▸ **EXTRACTED TEXT**:
+ + + + +

# Isla bike arrives today



## rideswithmoobs (29 Apr 2016)

My little lads Isla Cnoc16 arrives today..... Wait for DHL with a brew. 
Ordered it Tuesday and 3 days later it will be on its way. Great service. And we get it before bank holiday and I go away Tuesday so all weekend to take him out on it 
Just a bit excited


----------



## hatler (29 Apr 2016)

And with good reason.


----------



## summerdays (29 Apr 2016)

Loads of fun ahead....


----------



## rideswithmoobs (29 Apr 2016)

It's arrived !!!





10 mins and all done 





It's a proper little bike I'm well impressed





Paint is like metallic really impressed with quality of the whole bike






And a proper comfy adjustable saddle too. 
He's going to love it when he gets home from school


----------



## Wafer (29 Apr 2016)

Have you tried sitting on it?


----------



## rideswithmoobs (29 Apr 2016)

Wafer said:


> Have you tried sitting on it?



 Yes. I wish they had these bikes when I was a young' un


----------



## CacheMama (29 Apr 2016)

When my daughter's Islabike Luath arrive, there was serious bike envy in our house...mainly from me!
Happy riding, we love Islabikes in this house.


----------



## rideswithmoobs (29 Apr 2016)

CacheMama said:


> When my daughter's Islabike Luath arrive, there was serious bike envy in our house...mainly from me!
> Happy riding, we love Islabikes in this house.



I have bike envy, if only I was a dwarf I could keep it for myself


----------



## User482 (29 Apr 2016)

Excellent! Mini User482 has exactly the same model and colour - she loves it.


----------



## rideswithmoobs (29 Apr 2016)

User482 said:


> Excellent! Mini User482 has exactly the same model and colour - she loves it.



He wanted the green straight away and I figured it's a more universal colour than the red (boy) pink (girl) so easier to sell on or reuse for both boy & girl if we have another youngster. 
Can't wait till he sees it tonight


----------



## mustang1 (29 Apr 2016)

They're great bikes. There a are a couple in the Mustang household and another one is due soon for my eldest. The younger one will take the older one's old bike but I have to figure how to remove the name (I had the rider's name stick on it).

I might get Mrs Mustang the adult one some time.


----------



## rideswithmoobs (29 Apr 2016)

I thought about the name but refrained for that very reason Incase I wanted to pass it on. Good to hear they are great bikes. Money well spent


----------



## e-rider (29 Apr 2016)

Isalbikes are fantastic bikes for kids. However, due to the high price tag and the fact that kids can grow out of the small sized models within 1 year, I refrained from buying an Islabike until my son was large enough for the 24" Beinn, which lasted 3 years before becoming too small.


----------



## jamin100 (29 Apr 2016)

+ + + + +

▸ **RAW DATA**:
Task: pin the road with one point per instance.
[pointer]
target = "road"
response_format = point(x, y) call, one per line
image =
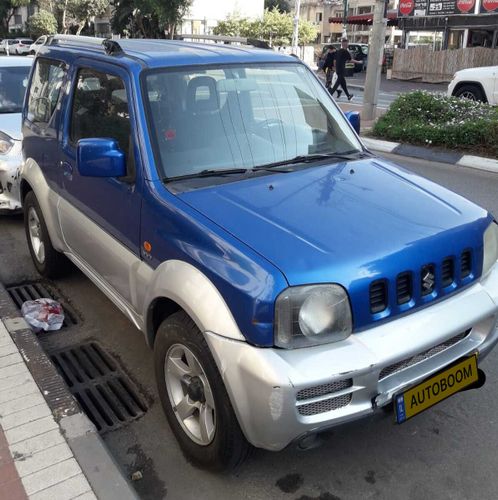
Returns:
point(448, 452)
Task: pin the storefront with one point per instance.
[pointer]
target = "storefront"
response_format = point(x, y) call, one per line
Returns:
point(449, 24)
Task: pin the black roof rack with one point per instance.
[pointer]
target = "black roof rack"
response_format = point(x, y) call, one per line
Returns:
point(261, 44)
point(110, 47)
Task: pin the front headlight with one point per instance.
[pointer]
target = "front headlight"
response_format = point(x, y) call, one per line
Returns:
point(6, 143)
point(312, 315)
point(490, 248)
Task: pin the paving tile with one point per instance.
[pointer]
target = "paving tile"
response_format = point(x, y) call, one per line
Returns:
point(14, 380)
point(38, 443)
point(43, 459)
point(13, 490)
point(24, 416)
point(31, 429)
point(5, 350)
point(9, 371)
point(66, 490)
point(51, 476)
point(17, 392)
point(20, 404)
point(11, 359)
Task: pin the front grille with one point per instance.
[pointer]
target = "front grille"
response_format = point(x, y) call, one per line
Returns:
point(418, 358)
point(447, 272)
point(322, 390)
point(324, 406)
point(378, 296)
point(465, 264)
point(404, 288)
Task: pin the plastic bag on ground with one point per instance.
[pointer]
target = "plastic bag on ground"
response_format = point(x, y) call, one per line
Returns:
point(43, 314)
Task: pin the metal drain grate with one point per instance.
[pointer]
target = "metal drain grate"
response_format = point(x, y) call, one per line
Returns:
point(103, 391)
point(36, 290)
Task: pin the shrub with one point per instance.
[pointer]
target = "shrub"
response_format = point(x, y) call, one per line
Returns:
point(433, 119)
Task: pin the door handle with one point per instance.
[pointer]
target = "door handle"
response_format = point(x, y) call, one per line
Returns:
point(67, 170)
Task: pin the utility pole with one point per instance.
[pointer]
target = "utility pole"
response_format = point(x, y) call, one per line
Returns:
point(375, 57)
point(295, 33)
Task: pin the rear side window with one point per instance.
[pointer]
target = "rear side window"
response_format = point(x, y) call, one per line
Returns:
point(100, 108)
point(46, 84)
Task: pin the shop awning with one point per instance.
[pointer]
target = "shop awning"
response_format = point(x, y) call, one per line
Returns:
point(366, 19)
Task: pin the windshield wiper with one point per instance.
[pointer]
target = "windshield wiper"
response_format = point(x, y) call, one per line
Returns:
point(348, 155)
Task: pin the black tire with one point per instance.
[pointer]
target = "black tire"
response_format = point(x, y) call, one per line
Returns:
point(54, 264)
point(228, 448)
point(472, 92)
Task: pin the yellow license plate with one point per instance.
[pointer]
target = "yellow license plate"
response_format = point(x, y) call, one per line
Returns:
point(435, 389)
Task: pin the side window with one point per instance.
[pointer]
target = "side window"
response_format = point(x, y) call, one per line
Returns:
point(48, 77)
point(100, 108)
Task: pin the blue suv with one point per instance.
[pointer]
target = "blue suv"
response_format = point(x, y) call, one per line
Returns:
point(287, 279)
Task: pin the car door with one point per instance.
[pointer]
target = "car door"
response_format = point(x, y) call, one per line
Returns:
point(100, 216)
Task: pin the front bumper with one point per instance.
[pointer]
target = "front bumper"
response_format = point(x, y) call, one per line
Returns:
point(282, 395)
point(10, 164)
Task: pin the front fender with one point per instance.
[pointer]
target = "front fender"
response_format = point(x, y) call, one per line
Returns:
point(188, 287)
point(47, 199)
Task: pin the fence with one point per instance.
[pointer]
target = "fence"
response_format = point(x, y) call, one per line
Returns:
point(422, 63)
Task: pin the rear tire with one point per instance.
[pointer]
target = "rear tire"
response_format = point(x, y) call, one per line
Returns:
point(471, 92)
point(194, 397)
point(49, 262)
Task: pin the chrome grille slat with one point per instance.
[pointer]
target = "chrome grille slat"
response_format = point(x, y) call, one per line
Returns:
point(429, 353)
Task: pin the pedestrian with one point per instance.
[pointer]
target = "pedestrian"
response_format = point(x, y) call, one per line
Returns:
point(342, 56)
point(328, 67)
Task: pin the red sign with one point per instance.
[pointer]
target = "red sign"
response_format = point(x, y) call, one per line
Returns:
point(406, 7)
point(489, 5)
point(465, 5)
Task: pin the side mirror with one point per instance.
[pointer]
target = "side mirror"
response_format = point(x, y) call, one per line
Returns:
point(100, 158)
point(354, 118)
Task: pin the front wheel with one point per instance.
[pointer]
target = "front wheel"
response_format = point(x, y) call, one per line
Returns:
point(47, 260)
point(194, 397)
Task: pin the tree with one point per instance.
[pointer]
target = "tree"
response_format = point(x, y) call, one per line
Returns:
point(7, 8)
point(42, 23)
point(274, 27)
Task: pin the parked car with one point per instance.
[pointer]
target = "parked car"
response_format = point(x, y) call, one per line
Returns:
point(287, 279)
point(477, 84)
point(35, 46)
point(14, 73)
point(6, 46)
point(21, 46)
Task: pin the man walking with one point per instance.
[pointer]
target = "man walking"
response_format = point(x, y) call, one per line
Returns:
point(342, 56)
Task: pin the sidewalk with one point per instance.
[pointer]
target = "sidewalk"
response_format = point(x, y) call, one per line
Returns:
point(49, 449)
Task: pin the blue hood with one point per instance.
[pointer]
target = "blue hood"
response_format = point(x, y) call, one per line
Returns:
point(349, 223)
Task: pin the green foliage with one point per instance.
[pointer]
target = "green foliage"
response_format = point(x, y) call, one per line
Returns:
point(274, 27)
point(431, 119)
point(42, 23)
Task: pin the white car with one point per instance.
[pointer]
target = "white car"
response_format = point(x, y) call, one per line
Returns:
point(36, 46)
point(14, 75)
point(477, 84)
point(21, 46)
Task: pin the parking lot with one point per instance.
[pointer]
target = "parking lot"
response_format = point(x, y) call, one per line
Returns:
point(448, 452)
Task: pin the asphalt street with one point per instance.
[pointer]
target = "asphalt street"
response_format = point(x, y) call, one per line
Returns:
point(447, 452)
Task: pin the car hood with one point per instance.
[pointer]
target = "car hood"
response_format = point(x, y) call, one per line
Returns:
point(10, 124)
point(348, 223)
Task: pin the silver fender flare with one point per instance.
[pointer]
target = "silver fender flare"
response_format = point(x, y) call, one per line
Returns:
point(47, 199)
point(185, 285)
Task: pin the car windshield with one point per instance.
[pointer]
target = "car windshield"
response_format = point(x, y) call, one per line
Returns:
point(13, 82)
point(241, 117)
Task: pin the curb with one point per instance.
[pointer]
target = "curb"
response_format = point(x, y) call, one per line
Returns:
point(420, 152)
point(97, 464)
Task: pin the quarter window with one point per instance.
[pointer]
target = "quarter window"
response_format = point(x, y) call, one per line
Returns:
point(46, 84)
point(100, 108)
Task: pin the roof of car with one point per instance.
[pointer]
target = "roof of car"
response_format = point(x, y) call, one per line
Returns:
point(15, 61)
point(160, 53)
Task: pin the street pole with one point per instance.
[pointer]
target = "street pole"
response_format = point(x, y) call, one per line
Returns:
point(375, 57)
point(295, 33)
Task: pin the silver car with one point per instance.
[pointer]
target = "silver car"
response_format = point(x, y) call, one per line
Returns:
point(14, 74)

+ + + + +

▸ **TASKS AND EXERCISES**:
A - Reproduce everything in the listing from the line containing "Task: pin the green" down to the end of the listing, including both of those lines.
B - Write what follows in the forum thread about a child's new Islabike, picking up from the point where it stops.

▸ **ANSWERS PER TASK**:
A -
Task: pin the green foliage with one point per instance.
[pointer]
target = "green foliage"
response_format = point(x, y) call, one per line
Returns:
point(274, 27)
point(431, 119)
point(42, 23)
Task: pin the white car with one point per instance.
[pointer]
target = "white car"
response_format = point(x, y) call, one per line
Returns:
point(36, 46)
point(14, 75)
point(477, 84)
point(21, 46)
Task: pin the parking lot with one point per instance.
[pointer]
target = "parking lot"
response_format = point(x, y) call, one per line
Returns:
point(448, 452)
Task: pin the asphalt street with one point per instance.
[pointer]
target = "asphalt street"
response_format = point(x, y) call, one per line
Returns:
point(447, 452)
Task: pin the car hood with one point per instance.
[pointer]
target = "car hood"
response_format = point(x, y) call, one per line
Returns:
point(10, 124)
point(348, 223)
Task: pin the silver fender flare with one point per instance.
[pointer]
target = "silver fender flare"
response_format = point(x, y) call, one per line
Returns:
point(47, 199)
point(185, 285)
Task: pin the car windshield with one point per instance.
[pointer]
target = "car windshield"
response_format = point(x, y) call, one per line
Returns:
point(13, 82)
point(241, 117)
Task: pin the curb with one point per instance.
[pointer]
target = "curb"
response_format = point(x, y) call, one per line
Returns:
point(420, 152)
point(97, 464)
Task: pin the quarter window with one point per instance.
[pointer]
target = "quarter window"
response_format = point(x, y) call, one per line
Returns:
point(46, 84)
point(100, 108)
Task: pin the roof of car with one point per instance.
[pointer]
target = "roof of car"
response_format = point(x, y) call, one per line
Returns:
point(15, 61)
point(160, 53)
Task: pin the street pole with one point per instance.
[pointer]
target = "street pole"
response_format = point(x, y) call, one per line
Returns:
point(375, 57)
point(295, 33)
Task: pin the silver car with one point per instance.
[pointer]
target = "silver car"
response_format = point(x, y) call, one per line
Returns:
point(14, 74)

B -
We brought my sons Luath from the shop in Ludlow and was lucky that that had one in stock we could take away.
Great bike - he loves it


----------



## steven1988 (30 Apr 2016)

Absolutely cracking kids bikes. My lad rides a beinn 24 on leisure rides and cross races in the winter. The difference in his riding ability when we bought a beinn 20 was incredible.


----------



## rideswithmoobs (30 Apr 2016)

Within 10 mins today he had mastered setting himself off and pedalling so fast his feet would come off pedals as it spun out  we had to tell him to slow down. He cycled 4 miles on lune cycle path with poor me running behind sweating like mad and sprinting at some points. We figured a few weeks or so before I had to go out on my bike with him.....erm think again  if I could upload a video I would, he is flying already


----------



## User482 (1 May 2016)

Yesterday, mini User482 cycled 8 miles on the Strawberry line from Yatton to Axbridge. Not bad for a 4 year old...


----------



## rideswithmoobs (1 May 2016)

Managed about 4.5 today on lune cycle path again. Needs a smaller rear sprocket, keeps spinning out


----------



## fimm (12 May 2016)

On the subject of kids "spinning out" these two blog posts may be of interest:
http://deceasedcanine.blogspot.co.uk/2016/05/how-to-choose-kids-bikeor-why-its-not.html
http://deceasedcanine.blogspot.co.uk/2016/05/operation-souped-up-islabike-success.html
Note this is *not* my blog


----------



## rideswithmoobs (12 May 2016)

Never asked Isla bikes but maybe I will drop a mail


----------



## Twilkes (20 Oct 2020)

Does anyone know if the design of the Cnoc bikes has changed over the last few years, e.g. is there a disadvantage of buying a 2015/16 bike over what is available now?


----------



## steven1988 (21 Oct 2020)

Twilkes said:


> Does anyone know if the design of the Cnoc bikes has changed over the last few years, e.g. is there a disadvantage of buying a 2015/16 bike over what is available now?



All depends on what Cnoc you mean the 14 was split in to Small and large a couple of years ago.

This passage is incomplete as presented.